Congratulations once again, Mike.

Tuesday 9 April 2013

The witch is dead. Ding dong?

I have a difficult line to tread on this one. If I'd written this 15/20 years ago, this would have been an ill-considered and exuberant celebration of the death of a woman who polarised opinion then, and who continues to do so now. I've read hagiographic, fawning praise and open celebration of her passing today, with very little in between. But, oddly, the moment I was told of Margaret Thatcher's demise, I felt nothing. No sense either of vindictive happiness or sadness at her passing. This is, you'd think, a reasonably normal response to learning of the death, at an old age, of somebody you never knew.

This was not, though, if you grew up in Britain when I did, a woman you didn't know, at least in some form. You certainly knew of the effects of her policies - you could see it everywhere. Millions unemployed, the emasculation of the union movement, the complete abandonment of Liverpool, the selling off of the UK's major nationalised industries, her disgraceful protection of Pinochet - I could go on. Worst, for me was the fundamental change of mindset which her economic policy engendered in Britain. The deregulation of the banks and the promotion of an attitude that money was everything, that a social conscience and a sense of social responsibility could be sacrificed in the pursuit of money. That's what most effectively encapsulates the damage her dogmatic pursuit of her ideology did to us, for me. (I realise that, for many, the worst thing her government did was Clause 28, but I would argue that it's her economic policy, with Lawson at no.11, that has had the most lasting impact, done the most damage. We're still reaping what she sewed then today).

So fundamental was the change in British attitudes that the Labour Party had to move miles to its right to make itself electable again - the idea of socialism, even in a modern form, was anathema to people who were earning hundreds of thousands, and borrowing up to seven times their salary for a mortgage they'd learn to regret later, when the 'bust' part of Thatcherism's boom/bust economics inevitably rolled round.

Her political ghost, her influence, hung around the Tory party right up to the modern day - maybe it still does. She may only have died this morning, but her phantom presence could obviously still be felt guiding the minds of the more right-wing, patrician elements at Conservative HQ from the day she resigned back in 1990 'til now.

I've read that, regardless of one's views on her politics, she deserved respect for being a genuine and committed politician, who had the strength of conviction to stand up for what she believed in totally, and who blazed a trail for women in politics. I'd say that, in fact, both of those things only serve to further damn her from the perspective of the present day, looking back. For years afterwards, women in frontline politics in Britain, particularly on the Tory side, were compared to her. This is not a comparison I'd want making, were I a woman entering politics, even if I were a Tory, because of the antipathy Thatcher engendered in many people. People would wonder if a female Tory was 'another Thatcher', rather than considering them for their own merits. And in an effort to appear completely unlike her, we ended up with the supposed opposite, 'Blair's Babes', a ghastly byword for all that was wrong with latter-day Labour's style-over-substance politics and a completely damnable reduction of those women's abilities.

• **Provided records**:

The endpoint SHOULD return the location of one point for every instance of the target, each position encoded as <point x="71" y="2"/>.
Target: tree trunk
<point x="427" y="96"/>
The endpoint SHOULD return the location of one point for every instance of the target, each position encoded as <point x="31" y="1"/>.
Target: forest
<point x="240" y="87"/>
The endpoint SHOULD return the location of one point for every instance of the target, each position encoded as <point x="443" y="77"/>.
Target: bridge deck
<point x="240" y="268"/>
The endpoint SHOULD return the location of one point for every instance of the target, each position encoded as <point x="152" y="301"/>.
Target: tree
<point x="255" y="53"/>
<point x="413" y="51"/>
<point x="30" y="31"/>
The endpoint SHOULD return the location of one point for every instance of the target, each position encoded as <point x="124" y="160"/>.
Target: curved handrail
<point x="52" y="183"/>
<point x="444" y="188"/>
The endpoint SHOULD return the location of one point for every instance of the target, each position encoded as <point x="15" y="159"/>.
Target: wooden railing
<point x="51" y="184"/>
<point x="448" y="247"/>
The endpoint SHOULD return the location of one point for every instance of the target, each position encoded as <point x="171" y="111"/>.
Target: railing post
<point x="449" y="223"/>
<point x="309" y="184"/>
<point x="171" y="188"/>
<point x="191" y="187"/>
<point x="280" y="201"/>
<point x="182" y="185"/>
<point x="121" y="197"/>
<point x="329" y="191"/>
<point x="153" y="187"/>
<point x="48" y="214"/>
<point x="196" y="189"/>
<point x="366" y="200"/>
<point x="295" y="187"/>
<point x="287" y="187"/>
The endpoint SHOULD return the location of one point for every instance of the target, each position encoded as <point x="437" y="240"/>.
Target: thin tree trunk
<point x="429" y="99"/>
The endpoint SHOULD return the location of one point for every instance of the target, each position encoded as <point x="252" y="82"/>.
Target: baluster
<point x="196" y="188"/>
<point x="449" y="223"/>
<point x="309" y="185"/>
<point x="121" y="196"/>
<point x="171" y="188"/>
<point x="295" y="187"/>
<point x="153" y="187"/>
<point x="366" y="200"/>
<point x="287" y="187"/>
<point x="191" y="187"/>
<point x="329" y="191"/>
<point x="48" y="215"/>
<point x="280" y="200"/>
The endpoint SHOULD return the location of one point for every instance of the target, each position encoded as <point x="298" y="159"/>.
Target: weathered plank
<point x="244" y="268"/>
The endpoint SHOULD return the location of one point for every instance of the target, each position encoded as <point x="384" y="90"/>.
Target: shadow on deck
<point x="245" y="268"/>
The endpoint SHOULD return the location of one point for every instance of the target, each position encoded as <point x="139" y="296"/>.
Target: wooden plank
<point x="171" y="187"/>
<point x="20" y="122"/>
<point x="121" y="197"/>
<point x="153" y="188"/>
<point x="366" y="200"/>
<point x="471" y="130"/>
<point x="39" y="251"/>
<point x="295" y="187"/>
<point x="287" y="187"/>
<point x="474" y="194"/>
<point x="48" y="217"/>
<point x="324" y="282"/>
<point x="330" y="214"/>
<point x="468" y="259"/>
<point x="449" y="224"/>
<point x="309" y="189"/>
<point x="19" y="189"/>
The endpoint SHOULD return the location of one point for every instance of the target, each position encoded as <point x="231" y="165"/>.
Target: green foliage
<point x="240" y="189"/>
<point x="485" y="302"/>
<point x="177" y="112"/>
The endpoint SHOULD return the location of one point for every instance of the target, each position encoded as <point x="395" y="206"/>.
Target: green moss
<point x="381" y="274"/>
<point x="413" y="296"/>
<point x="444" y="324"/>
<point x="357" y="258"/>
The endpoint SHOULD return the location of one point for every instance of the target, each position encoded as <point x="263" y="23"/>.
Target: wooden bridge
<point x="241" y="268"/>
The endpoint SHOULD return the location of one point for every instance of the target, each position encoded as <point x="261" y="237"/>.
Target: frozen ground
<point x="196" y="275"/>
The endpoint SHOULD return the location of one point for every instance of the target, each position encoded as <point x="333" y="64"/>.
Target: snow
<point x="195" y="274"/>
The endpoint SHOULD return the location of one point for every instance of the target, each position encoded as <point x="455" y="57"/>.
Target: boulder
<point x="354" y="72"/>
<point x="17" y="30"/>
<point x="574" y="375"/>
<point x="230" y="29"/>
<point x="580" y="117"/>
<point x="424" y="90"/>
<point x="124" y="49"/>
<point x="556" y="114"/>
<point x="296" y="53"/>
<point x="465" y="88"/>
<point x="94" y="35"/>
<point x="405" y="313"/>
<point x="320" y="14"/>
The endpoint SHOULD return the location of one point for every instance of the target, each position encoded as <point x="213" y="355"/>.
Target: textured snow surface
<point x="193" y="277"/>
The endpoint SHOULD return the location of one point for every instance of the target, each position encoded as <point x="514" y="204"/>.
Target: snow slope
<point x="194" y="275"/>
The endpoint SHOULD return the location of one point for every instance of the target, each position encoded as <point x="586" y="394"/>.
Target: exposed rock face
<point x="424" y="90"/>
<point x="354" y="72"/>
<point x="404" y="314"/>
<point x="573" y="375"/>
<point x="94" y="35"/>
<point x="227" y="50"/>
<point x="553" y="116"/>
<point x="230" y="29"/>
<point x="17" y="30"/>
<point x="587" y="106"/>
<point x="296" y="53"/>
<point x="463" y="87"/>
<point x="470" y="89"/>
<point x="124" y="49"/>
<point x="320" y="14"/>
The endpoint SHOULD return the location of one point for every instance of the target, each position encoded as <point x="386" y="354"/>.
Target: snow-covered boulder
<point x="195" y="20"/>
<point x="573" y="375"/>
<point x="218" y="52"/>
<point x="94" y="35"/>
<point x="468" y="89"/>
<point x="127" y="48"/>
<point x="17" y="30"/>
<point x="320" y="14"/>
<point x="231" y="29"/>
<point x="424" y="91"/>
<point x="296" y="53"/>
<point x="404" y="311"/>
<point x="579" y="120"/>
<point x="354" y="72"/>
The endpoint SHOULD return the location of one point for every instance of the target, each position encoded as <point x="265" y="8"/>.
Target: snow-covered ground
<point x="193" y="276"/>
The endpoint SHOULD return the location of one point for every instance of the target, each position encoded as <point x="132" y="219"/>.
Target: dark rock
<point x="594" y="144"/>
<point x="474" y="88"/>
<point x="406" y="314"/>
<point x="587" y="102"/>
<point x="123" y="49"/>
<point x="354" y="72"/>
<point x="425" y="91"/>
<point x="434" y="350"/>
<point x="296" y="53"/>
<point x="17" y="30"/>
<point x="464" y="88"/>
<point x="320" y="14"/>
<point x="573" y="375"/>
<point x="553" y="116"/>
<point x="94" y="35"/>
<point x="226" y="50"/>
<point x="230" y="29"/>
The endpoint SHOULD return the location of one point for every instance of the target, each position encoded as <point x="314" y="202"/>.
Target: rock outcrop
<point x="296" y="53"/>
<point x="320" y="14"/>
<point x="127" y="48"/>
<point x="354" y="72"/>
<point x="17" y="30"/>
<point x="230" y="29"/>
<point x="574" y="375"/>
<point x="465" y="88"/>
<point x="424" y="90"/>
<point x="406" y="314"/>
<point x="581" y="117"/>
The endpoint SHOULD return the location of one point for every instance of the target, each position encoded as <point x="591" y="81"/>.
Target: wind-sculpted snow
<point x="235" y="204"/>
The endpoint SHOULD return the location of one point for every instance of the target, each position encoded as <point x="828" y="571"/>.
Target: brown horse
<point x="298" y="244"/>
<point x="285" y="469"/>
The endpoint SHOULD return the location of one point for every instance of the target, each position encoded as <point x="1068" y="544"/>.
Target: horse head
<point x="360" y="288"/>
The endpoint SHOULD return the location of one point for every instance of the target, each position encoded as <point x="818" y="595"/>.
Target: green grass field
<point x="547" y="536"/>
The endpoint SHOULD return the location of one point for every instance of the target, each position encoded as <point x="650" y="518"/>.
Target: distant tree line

• **Exercise task A**:
According to the post on Margaret Thatcher's death, in what year did she resign?
• **Exercise task B**:
Count the lines of the records that contain the string "railing", treating uppercase and lowercase as different. Give only the number.

• **Task result A**:
1990

• **Task result B**:
2